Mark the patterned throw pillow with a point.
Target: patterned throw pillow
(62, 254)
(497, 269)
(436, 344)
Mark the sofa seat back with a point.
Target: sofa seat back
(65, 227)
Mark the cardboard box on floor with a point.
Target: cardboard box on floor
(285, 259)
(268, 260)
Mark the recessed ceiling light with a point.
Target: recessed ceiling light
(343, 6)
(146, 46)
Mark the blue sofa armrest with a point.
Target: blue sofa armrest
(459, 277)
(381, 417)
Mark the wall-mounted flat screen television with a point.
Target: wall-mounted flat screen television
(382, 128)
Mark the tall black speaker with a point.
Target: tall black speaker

################

**WHAT IS NEEDED:** Quote all of the data above word for word, every line.

**TASK ANSWER:**
Mark the patterned throw pillow with a point.
Target: patterned throw pillow
(62, 254)
(497, 269)
(436, 344)
Mark the sofa seat back with a point.
Target: sofa seat back
(65, 227)
Mark the cardboard box on floor with a point.
Target: cardboard box on floor
(285, 259)
(268, 260)
Mark the recessed ceiling light with a point.
Target: recessed ceiling light
(343, 6)
(146, 46)
Mark the blue sofa armrest with a point.
Target: blue sofa armrest
(459, 277)
(381, 417)
Mark the wall-mounted flat screen television with a point.
Target: wall-mounted flat screen television
(382, 128)
Mark the tall black speaker with a point.
Target: tall black speaker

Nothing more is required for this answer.